# [OBJECTIVE]
Print exactly the lines from the one containing "Q: For every instance of the curved" through the last line of the listing, both included.
━━━━━━━━━━━━━━━━
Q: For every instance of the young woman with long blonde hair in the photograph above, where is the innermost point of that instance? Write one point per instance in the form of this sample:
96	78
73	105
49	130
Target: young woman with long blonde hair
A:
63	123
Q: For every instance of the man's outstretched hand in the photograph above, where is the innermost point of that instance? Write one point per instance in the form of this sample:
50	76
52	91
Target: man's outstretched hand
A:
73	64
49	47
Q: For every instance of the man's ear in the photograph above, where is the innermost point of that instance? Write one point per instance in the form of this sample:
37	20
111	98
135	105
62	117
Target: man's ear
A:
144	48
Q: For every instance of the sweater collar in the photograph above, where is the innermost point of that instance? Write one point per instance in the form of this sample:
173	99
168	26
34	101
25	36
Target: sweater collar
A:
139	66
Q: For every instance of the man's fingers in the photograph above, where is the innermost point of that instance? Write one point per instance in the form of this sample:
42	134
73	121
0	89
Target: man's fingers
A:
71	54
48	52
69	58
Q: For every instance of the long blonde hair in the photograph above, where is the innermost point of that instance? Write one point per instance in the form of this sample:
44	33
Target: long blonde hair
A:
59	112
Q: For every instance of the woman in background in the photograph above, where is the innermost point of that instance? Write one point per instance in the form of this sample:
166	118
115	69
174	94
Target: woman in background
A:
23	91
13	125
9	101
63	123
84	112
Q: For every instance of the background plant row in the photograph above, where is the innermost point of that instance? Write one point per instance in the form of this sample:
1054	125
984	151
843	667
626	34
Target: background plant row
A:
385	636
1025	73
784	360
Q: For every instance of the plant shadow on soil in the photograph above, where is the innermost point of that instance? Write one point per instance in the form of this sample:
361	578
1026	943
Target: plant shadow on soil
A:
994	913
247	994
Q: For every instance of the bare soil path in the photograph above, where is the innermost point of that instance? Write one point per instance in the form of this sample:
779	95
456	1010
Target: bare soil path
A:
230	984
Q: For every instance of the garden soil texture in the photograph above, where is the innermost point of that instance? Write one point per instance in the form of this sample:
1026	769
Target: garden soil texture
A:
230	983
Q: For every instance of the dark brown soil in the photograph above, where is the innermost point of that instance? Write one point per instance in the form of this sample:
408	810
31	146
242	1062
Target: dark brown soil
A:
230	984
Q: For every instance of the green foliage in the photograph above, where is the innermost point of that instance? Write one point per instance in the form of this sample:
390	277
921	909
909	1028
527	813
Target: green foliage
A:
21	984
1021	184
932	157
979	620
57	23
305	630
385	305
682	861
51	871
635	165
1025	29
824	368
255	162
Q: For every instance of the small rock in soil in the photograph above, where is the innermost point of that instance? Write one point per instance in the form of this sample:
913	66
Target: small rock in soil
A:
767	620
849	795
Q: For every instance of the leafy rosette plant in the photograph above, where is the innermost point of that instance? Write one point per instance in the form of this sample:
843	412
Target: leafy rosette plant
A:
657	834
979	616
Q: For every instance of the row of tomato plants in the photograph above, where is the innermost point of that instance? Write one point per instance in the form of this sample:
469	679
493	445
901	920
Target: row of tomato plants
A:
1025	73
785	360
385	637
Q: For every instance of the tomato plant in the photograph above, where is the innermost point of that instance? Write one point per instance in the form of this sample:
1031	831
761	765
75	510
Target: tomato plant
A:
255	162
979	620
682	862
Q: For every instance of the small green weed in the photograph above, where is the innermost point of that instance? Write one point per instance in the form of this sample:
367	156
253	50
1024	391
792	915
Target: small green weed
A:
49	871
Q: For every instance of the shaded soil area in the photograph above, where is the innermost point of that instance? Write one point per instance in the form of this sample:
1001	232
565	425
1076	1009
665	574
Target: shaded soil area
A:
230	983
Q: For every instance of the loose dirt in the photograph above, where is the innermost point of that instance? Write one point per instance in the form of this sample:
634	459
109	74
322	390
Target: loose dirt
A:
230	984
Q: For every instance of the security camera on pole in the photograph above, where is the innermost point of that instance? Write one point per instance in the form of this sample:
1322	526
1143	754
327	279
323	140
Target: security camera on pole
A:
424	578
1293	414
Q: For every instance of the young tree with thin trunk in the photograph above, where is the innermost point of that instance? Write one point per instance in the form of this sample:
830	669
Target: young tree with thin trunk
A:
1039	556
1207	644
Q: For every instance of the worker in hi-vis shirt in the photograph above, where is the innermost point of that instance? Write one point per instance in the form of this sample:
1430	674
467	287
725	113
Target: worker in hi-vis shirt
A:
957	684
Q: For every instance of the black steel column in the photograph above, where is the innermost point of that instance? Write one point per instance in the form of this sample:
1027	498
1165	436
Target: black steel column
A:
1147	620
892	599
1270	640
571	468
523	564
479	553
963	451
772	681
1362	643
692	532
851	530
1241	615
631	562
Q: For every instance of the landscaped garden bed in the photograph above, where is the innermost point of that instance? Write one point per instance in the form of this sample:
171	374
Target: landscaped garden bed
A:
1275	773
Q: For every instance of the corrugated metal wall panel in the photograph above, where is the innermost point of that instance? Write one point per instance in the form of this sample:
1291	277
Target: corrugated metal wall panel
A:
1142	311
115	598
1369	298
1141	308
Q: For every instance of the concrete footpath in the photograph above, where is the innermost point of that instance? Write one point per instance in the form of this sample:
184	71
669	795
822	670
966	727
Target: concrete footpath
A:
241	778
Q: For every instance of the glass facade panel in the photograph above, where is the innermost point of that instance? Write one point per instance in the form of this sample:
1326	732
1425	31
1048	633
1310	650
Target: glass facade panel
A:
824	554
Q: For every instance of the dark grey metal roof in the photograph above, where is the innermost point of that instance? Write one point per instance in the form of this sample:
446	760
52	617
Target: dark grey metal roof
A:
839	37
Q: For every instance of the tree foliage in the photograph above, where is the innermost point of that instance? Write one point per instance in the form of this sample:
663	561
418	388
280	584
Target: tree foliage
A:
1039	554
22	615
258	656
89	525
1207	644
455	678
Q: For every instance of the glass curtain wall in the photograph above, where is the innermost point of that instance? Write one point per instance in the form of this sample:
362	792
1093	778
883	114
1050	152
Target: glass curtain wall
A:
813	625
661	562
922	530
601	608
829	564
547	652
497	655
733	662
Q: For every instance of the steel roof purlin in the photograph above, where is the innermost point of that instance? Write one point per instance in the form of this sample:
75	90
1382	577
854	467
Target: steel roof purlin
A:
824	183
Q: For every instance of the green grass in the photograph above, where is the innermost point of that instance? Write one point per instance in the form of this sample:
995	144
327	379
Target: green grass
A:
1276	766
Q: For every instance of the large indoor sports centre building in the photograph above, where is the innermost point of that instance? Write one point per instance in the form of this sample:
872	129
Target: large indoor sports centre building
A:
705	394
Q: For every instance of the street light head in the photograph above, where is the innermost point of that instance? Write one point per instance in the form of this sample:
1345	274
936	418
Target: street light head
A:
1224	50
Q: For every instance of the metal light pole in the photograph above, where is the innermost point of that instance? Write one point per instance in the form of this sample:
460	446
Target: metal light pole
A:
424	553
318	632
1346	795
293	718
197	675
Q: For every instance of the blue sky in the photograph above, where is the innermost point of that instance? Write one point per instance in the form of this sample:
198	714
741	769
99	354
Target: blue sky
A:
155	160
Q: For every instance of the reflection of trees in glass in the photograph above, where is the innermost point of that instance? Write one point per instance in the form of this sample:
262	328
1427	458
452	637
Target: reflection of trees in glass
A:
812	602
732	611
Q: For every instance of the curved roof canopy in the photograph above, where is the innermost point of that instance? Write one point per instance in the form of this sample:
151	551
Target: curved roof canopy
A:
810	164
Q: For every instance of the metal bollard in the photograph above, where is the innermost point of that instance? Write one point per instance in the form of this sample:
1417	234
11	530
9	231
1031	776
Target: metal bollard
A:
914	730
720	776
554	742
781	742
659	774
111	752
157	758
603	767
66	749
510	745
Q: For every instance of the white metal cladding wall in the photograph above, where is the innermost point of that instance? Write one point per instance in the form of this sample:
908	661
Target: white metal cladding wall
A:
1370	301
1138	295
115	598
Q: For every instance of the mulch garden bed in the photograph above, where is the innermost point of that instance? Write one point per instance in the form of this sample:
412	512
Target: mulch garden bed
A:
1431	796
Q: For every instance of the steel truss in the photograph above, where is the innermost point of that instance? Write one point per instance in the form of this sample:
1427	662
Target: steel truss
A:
━━━━━━━━━━━━━━━━
# [SOLUTION TO THE PROBLEM]
Q: For every instance of the curved roof canopy in the photograph above, where is the innermost point of that instance? Write one point per instance in the form of this sample:
151	551
Target: curved roof canopy
A:
810	164
Q: For every instance of the metal bollard in the photograph above, where is the innermost point of that instance? Write one point per instance in the form of this sample:
1417	234
11	530
9	231
1031	776
Target: metal bollard
A:
914	730
720	776
554	742
781	742
659	774
111	752
157	758
603	767
66	749
510	745
Q: For every instance of the white metal cladding wall in the photograph above, where is the innermost point of that instance? Write one point per instance in the form of this sample:
908	661
Target: white metal cladding wall
A:
1370	301
1138	295
115	598
Q: For every instance of the mulch garden bed in the photograph above, where is the innermost point of that instance? Write one point per instance in the form of this sample:
412	512
Target: mulch garden bed
A:
1431	796
Q: For every instance of the steel truss in the photograph above, where is the innermost point of that instance? Write one point per instance in the form of this sample:
1427	662
Target: steel truss
A:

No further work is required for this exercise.